Written instruction>
Pick up the forum thread on horse tack and saddle fit where it stops and write the next part.

Text block>
My guy wears pink too. It really isn't that big of a deal, if you like it, go with it.


----------



## PoptartShop (Jul 25, 2010)

LOL, that is adorable!  Ahaha, he looks thrilled.


----------



## QHDragon (Mar 6, 2009)

MIEventer said:


> I don't want to be a pooper on your parade, but your wintec saddle appears to not be fitting your TB correctly.
> 
> It is doing exactly what it does on my TB - the pommel is too low and I bet it doesnt arch enough to accomodate your horses back shape. So I bet it is bridging on your horses back.
> 
> ...


 
Are you seeing that too? I was hoping that it was just because he has like nothing on his withers or spine right now and that as he would fill out the saddle would start to fit better.


----------



## Sunny06 (Jun 22, 2009)

My horse's color is mint green  And black. No senthetic, all leather. The color is rhinestones. Tacky, I know but shiny and pretty. Very Western.


----------



## Zab (Oct 4, 2008)

QHDragon said:


> Are you seeing that too? I was hoping that it was just because he has like nothing on his withers or spine right now and that as he would fill out the saddle would start to fit better.


A bridging saddle won't fit no matter how much he fills out  If it was a tad bit too wide - only - it would fit better when he filled out.

Not only that, but a bridging or in other way not properly fitting saddle will keep the horse from filling out as well since it puts too much point-preassure for the horse to be able to arch the back and use the back muscles properly.
If it presses down in the front, the horse can/usually get ''holes'' there where muscles should be. Sadly, that's so common that many people think that's a normal and healthy thing that comes when the horse mature, and are just happy that it makes the saddle sit steadier... :3 *off topic info*


----------



## tempest (Jan 26, 2009)

Data shown>
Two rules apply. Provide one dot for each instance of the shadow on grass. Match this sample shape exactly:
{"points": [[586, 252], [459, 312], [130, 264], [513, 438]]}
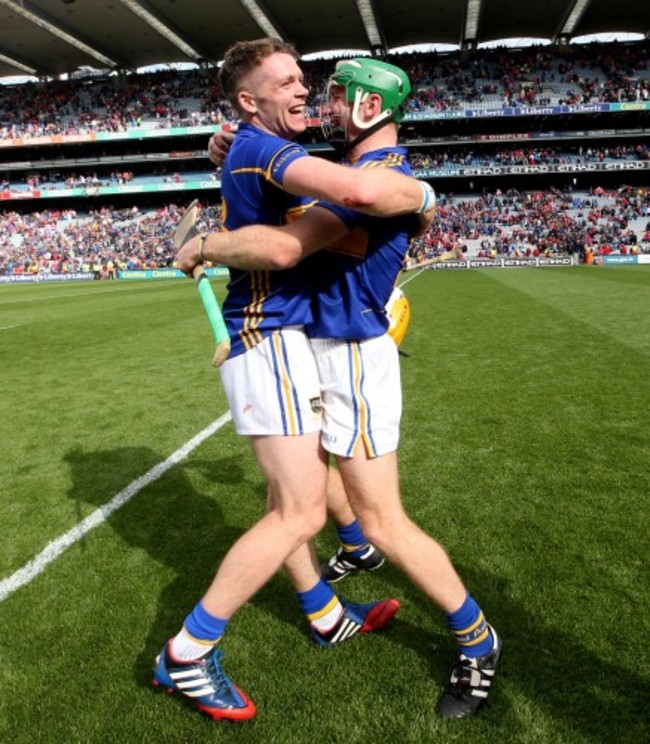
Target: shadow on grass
{"points": [[186, 527], [552, 669]]}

Output below>
my friend's horse is covered from nose to tail in pink when she's put up for the night at shows. Pink sleazy, pink wraps, pink tail bag, pink blanket, and lastly, the pink bow in the forelock. Poor horse, but this horse thinks she's a princess, so it's not so bad.


----------



## EPMhorse (Jun 14, 2009)

The second picture looks like he wants to put a bag over his head.

EPMhorse


----------



## dashygirl (Nov 21, 2006)

I once had a friend who died her gelding's make pink for a rodeo. I just didn't know what to think.


----------



## QHDragon (Mar 6, 2009)

You guys think its bridging then? I have always just checked to make sure its not pinching, doesn't sit on the withers, and doesnt rock back and forth, which this saddle doesn't do. I want to make sure his back is happy so he can preform at his best.


----------



## Zab (Oct 4, 2008)

I can't see that on a picture...
You can feel with your hand under the panels when the saddle is on the horse, no pad or anything in between. Let your hand follow the panels/horseback front to back, the preassure by the saddles weight and so should be completely level; i.e. it shouldn't be easier to slide your hand under it in the middle or anything. Also make sure it fits as closely high up (towards the seat) as at the lowest point (towards the ground) on the panel, the whole length of it.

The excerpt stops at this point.